WHAT IS NEEDED:
Show every line in the entries below that contains the word "trees", copying each line in full.

Start of ITEMS

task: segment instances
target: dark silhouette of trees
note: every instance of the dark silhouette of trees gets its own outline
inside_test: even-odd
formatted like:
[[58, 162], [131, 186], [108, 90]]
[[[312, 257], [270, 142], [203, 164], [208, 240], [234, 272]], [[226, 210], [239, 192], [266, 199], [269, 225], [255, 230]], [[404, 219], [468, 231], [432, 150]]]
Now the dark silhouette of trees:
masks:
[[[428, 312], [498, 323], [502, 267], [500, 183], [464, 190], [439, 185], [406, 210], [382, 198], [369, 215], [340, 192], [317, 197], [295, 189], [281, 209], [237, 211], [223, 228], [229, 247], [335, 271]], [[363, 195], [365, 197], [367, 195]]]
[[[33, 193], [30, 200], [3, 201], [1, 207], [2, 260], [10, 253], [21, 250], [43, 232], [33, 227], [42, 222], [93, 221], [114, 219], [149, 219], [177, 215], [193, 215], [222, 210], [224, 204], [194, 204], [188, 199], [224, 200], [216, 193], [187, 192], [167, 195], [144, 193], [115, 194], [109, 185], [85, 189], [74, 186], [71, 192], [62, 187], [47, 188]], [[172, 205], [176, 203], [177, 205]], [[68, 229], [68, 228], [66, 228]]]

End of ITEMS

THE COMPLETED TASK:
target: dark silhouette of trees
note: every instance of the dark silhouette of trees gets its own outline
Now the dark silhouette of trees:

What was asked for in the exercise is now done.